■ Job A ■
Answer these questions using the conversation about cooking and the UNAM sculpture:
(i) What did PR find the jars were out of?
(ii) In what year was the National University in Mexico City founded?
(iii) How tall is the building that went up a few meters from the sculpture?
■ Job B ■
Carry on the conversation about cooking and the UNAM sculpture from the point where it stops, for a few more exchanges.

■ Source document ■

** begin **

J: Well, can we try some?

PR: [Opening all his jars] We are out of crickets! Well, I also think we need a new coconut, send someone out for a coconut! There is a guy on the corner who sells the best ones. The one you brought me is dry. You need to taste a good coconut. This one is shit.

J: Great, now dip the limes in the seasoning and then I think we are done.

PR: [Finishing the dish] Ah, in Spanish a certain kind of still life painting is called Naturaleza Muerta, but what we have just made should be called a Naturaleza Viva! It’s cheezy, but it reminds me of one of Frida Kahlo’s paintings. I apologize I keep checking my phone, but I am working on saving a very important piece of land art right now.

J: Where is it? Tell me about it.

PR: The National University here in Mexico City (UNAM) is the oldest University in North America, founded in 1910. In 1952 they moved their campus and built on a site covered in lava rock. In the 70s UNAM added a cultural complex with an opera house, concert hall, film theaters, libraries and they commissioned a group of sculptors to create works of art there. The artists loved the lava rock formations, so instead of putting their individual sculptures on top, they worked together to create a frame for the rock formation itself. They made a 120 meter wide circle of cast concrete forms. It is made of minimalist prisms that you can climb, it would be unthinkable in the United States.

JS: Wow, the photos are amazing. How is it in danger now?

PR: The last provost at the University was ignorant and didn’t understand the value of this work, which is likely the largest sculpture in the world.  They went ahead and built an eight story building that trashes the experience of the place just a few meters away.

JS: Did you know this was happening before it went up?

** end **

(Coordinate annotation records)
** begin **

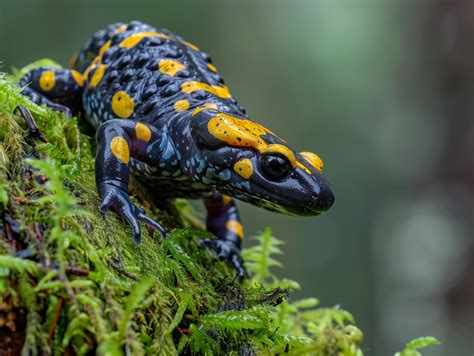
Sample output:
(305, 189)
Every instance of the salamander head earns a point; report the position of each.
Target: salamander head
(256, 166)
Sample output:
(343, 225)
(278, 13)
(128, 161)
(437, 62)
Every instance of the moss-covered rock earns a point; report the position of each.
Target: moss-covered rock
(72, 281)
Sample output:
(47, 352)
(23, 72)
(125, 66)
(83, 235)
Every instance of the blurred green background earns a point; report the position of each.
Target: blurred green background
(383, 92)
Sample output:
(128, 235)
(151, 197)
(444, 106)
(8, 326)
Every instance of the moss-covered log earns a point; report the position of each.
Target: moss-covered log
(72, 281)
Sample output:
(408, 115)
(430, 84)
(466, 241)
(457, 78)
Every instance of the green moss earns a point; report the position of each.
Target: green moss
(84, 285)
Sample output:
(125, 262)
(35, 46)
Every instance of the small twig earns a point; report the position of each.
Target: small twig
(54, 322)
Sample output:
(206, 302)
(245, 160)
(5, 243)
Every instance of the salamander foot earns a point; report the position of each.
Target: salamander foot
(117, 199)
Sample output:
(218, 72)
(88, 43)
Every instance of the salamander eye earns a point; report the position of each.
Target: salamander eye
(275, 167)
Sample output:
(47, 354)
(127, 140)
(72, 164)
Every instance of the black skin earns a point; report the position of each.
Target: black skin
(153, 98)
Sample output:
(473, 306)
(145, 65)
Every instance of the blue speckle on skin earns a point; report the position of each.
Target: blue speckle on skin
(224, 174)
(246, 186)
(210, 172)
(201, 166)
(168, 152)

** end **

■ Written answer A ■
(i) Crickets
(ii) 1910
(iii) Eight stories

■ Written answer B ■
PR: No, it was closed. I am asking them to remove 4 floors from the building to preserve the view from the work of art. In the last few weeks there have been 30 newspaper articles and we already have 27,000 signatures. I am organizing an auction with Sotheby’s to raise $2 million dollars to get rid of those floors. We are telling the University that we will pay for them to fix it. I organized this campaign and I got all the artists and intellectuals behind me.

JS: So if they remove the four floors it will fix the view from the sculpture?

PR: Yes, this is the one place in Mexico City where you can stand and see no buildings around. The videos we put on the internet have 300,000 views. But the people in power, they are all over 60 years old and don’t look at the internet. They are not aware of social media.

J: Doesn’t that give you an advantage?

PR: Well, they don’t get it. When I went in for our meeting, their secretary had printed out the relevant Facebook posts for them.

JS: What have you learned in the process?

PR: Producing change is very difficult and you have to be willing to change your methods to get results. I can either tell them to fuck off, or I can work with them, but ultimately, I need to do what I can to get the job done.